BRIEF A.
Pick out every line in the entries below that contains the string "panel".

TEXT.
****************
Today, I will explain three more reasons why we hold silver in our portfolio. And more specifically, why we use the Aberdeen Standard Physical Silver Shares ETF (SIVR) as our vehicle to gain exposure to silver. These reasons are:
- It features a low expense ratio.
- Now is a good time to set up a silver-gold trade
- Its negative correlation against the volatility index (the fear index).
Under this background, the following chart shows our detailed holdings in our own growth portfolio and its performance since Feb 1, 2022 (since we launched our marketplace service even though we have been using this portfolio strategy for more than a decade). You can see we hold about 4.8% of SIVR.
You can also see that our portfolio uses a balanced approach augmented by high-quality tactical stocks. Thanks to such an approach, our portfolio outperformed the overall market consistently (and even made a small profit during the past month when the market went through extreme turbulence).
Reason 1 – good tradability but low expense ratio
Much of the detailed information about the SIVR fund has been covered in my previous article and won’t be covered here anymore. Here, I will just provide a recap of the most relevant information to facilitate the new discussions. The SIVR ETF is physically backed with allocated metal bars stored in HSBC vaults. These vaults are inspected 2x per annum and once at random. The SIVR ETF, therefore, provides investors a convenient and low-cost way to own physical silver bars without having to go through the trouble and cost of managing storage, insurance, security et al.
****************
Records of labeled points
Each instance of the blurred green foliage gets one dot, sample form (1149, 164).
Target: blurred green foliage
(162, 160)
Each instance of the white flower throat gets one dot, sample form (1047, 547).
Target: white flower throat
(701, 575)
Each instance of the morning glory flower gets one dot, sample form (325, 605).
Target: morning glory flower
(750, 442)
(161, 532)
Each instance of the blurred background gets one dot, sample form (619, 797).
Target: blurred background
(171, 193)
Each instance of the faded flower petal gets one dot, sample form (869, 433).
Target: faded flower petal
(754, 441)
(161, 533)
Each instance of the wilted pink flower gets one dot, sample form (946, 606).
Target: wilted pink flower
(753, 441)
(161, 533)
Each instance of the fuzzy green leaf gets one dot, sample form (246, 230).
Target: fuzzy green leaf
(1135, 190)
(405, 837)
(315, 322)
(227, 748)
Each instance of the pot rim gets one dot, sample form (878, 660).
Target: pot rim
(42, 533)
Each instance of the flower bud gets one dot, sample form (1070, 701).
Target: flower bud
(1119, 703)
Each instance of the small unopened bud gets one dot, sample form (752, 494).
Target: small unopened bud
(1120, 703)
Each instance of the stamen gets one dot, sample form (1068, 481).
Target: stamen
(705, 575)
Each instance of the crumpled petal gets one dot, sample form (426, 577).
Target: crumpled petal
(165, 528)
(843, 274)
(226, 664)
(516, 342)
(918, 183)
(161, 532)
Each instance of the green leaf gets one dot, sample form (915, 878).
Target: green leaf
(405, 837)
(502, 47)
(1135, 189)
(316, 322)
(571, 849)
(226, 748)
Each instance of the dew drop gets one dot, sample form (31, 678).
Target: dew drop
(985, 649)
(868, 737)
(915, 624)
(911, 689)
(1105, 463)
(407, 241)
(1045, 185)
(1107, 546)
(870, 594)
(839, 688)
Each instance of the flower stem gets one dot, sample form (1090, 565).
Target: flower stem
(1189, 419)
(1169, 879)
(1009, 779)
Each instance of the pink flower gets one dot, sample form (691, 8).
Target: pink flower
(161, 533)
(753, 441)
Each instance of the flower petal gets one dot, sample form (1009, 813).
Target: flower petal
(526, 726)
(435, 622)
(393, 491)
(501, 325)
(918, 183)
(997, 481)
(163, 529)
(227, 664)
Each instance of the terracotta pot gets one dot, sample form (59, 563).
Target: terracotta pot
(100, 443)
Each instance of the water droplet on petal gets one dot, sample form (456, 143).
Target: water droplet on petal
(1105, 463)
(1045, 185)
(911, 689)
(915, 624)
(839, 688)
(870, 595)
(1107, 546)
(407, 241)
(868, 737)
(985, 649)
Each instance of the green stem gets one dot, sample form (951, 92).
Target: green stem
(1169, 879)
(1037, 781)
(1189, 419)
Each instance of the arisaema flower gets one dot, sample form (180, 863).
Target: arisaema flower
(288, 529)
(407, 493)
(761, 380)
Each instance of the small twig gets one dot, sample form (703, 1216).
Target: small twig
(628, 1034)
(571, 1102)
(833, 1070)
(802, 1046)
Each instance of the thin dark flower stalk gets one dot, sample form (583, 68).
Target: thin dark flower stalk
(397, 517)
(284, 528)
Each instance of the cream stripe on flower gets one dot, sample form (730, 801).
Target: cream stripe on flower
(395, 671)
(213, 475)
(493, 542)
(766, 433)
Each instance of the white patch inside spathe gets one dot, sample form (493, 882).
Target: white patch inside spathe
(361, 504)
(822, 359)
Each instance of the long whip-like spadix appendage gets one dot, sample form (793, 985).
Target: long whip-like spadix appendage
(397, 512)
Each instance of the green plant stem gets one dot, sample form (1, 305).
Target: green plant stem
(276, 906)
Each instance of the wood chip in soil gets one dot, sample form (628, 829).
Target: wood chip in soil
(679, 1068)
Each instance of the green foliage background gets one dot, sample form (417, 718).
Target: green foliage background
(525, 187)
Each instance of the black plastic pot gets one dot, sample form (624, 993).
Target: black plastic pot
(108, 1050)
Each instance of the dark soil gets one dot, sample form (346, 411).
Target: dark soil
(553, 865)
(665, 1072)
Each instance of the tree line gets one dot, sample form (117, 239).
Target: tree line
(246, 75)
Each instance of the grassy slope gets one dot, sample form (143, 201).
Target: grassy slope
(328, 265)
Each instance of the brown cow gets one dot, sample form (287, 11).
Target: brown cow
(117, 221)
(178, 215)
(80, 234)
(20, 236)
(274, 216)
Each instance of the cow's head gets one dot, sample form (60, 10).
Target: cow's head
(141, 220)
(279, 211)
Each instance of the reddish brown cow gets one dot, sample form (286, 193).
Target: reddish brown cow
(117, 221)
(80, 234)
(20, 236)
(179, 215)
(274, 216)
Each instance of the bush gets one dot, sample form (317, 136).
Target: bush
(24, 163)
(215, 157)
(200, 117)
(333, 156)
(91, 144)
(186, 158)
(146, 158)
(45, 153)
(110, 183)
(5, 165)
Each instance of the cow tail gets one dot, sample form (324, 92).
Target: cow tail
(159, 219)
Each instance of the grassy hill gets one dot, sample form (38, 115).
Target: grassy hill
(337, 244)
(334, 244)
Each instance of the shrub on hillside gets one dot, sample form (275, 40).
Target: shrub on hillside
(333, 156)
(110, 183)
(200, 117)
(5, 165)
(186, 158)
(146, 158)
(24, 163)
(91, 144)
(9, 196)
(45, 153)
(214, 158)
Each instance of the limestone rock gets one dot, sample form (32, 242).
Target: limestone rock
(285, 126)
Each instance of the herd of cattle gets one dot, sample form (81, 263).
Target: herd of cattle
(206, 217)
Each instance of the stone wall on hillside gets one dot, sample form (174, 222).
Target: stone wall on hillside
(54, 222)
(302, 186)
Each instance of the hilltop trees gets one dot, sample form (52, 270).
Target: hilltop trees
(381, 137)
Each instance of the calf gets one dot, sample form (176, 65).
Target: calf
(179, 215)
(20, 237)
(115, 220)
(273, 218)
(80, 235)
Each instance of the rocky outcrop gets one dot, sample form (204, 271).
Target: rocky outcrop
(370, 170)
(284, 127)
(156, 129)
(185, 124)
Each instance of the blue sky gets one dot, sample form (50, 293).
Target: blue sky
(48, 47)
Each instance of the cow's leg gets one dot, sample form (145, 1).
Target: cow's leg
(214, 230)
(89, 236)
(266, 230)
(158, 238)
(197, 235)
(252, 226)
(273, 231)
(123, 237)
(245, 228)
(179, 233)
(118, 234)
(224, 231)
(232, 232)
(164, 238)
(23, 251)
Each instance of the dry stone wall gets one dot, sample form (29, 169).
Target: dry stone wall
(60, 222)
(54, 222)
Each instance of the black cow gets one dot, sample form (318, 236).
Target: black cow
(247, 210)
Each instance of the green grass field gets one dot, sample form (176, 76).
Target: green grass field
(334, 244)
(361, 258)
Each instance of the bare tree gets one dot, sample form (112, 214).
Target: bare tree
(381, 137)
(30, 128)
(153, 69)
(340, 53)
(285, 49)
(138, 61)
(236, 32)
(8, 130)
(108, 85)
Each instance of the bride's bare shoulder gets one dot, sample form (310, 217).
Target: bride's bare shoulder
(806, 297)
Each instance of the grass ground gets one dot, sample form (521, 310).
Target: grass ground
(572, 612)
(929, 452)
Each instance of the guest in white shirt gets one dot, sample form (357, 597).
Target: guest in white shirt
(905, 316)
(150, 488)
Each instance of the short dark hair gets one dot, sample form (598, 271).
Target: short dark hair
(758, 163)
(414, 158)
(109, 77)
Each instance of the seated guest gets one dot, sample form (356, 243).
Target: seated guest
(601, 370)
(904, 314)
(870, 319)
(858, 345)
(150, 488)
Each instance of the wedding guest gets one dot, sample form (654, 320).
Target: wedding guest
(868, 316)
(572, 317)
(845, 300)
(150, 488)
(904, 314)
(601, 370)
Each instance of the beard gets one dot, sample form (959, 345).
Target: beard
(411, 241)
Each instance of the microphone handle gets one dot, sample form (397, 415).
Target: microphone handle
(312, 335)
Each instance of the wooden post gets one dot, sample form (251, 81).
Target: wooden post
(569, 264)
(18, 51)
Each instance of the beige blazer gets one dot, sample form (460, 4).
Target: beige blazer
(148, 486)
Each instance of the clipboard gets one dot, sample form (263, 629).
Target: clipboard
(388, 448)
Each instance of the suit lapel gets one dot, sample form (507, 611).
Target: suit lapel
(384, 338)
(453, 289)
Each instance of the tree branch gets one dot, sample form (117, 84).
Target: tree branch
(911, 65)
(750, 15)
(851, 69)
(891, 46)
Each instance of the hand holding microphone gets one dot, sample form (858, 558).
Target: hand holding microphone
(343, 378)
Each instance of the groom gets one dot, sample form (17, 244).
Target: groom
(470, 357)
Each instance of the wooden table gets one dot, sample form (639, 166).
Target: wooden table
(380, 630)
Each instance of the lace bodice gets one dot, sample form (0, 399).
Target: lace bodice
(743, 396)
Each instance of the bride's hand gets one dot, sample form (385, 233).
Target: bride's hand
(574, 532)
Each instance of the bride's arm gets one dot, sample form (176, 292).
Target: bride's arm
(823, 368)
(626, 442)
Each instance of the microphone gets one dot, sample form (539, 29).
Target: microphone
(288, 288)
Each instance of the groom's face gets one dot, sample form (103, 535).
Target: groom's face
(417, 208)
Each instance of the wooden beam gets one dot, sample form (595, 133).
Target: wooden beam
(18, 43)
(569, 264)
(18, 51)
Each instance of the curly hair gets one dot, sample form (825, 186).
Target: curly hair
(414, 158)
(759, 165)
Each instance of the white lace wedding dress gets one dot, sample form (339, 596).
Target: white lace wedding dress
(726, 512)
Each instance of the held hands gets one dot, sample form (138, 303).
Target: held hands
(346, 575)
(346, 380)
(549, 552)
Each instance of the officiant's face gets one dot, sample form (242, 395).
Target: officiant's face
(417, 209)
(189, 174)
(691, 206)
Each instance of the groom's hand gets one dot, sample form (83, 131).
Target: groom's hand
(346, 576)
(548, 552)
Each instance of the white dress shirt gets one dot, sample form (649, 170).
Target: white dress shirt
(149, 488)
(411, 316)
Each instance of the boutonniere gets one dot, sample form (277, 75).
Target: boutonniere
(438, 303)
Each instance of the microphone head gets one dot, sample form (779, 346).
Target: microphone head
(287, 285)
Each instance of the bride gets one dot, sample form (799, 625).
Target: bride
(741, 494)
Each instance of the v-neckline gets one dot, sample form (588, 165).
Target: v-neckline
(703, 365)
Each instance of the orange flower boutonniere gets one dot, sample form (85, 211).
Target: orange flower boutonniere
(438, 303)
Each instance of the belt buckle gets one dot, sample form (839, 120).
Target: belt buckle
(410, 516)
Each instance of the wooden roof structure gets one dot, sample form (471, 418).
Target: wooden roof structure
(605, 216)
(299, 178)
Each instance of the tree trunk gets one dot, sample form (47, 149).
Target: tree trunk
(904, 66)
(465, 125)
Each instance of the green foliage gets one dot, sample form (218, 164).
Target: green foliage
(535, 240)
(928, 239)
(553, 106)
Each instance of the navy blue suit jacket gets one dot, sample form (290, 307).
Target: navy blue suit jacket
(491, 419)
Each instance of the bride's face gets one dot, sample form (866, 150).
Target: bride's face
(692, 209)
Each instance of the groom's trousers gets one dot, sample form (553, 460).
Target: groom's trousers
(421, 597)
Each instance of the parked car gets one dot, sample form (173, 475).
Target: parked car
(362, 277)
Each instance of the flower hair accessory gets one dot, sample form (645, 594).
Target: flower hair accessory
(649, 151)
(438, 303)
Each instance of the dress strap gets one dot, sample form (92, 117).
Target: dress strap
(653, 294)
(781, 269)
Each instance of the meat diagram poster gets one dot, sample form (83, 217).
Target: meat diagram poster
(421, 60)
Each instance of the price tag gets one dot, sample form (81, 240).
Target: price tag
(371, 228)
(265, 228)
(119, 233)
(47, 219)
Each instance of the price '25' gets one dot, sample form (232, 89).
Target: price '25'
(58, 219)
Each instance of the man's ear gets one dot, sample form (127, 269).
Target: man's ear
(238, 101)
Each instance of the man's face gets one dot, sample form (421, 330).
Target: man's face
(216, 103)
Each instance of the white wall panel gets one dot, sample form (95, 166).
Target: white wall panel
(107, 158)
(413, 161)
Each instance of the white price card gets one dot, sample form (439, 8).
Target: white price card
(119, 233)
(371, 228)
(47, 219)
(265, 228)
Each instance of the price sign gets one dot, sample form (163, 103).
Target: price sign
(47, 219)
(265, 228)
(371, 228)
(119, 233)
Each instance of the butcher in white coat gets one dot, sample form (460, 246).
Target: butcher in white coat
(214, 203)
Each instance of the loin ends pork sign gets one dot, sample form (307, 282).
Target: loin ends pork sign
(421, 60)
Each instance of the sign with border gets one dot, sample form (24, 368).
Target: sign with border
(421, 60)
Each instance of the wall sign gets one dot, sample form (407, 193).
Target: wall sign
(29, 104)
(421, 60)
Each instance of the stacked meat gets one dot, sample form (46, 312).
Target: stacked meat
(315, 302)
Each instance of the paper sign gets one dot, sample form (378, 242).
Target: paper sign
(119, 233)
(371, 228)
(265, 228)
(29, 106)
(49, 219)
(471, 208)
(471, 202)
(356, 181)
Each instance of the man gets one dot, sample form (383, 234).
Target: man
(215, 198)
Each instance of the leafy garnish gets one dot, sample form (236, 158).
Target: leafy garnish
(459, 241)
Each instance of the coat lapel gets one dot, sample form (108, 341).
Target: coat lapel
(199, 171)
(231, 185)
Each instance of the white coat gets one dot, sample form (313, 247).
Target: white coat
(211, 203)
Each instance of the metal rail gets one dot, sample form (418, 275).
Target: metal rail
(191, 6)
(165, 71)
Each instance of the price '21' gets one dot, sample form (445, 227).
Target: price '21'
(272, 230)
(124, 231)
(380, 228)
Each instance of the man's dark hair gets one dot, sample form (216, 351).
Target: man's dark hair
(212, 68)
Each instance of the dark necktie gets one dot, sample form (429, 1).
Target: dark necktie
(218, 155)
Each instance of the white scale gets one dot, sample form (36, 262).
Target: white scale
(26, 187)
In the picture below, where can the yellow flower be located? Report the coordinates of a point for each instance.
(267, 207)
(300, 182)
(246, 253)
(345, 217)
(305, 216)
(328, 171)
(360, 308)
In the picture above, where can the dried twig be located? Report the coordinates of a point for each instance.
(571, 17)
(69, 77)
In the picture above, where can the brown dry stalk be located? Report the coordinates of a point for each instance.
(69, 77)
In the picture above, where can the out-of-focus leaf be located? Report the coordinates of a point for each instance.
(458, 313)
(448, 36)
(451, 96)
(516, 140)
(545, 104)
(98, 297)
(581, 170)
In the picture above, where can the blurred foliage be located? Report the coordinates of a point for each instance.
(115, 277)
****************
BRIEF B.
According to the silver ETF article above, how often are the HSBC vaults holding the fund's metal bars inspected?

FULL ANSWER A.
Each instance of the white wall panel gets one dot, sample form (95, 166).
Target: white wall panel

FULL ANSWER B.
Twice per year, plus once at random.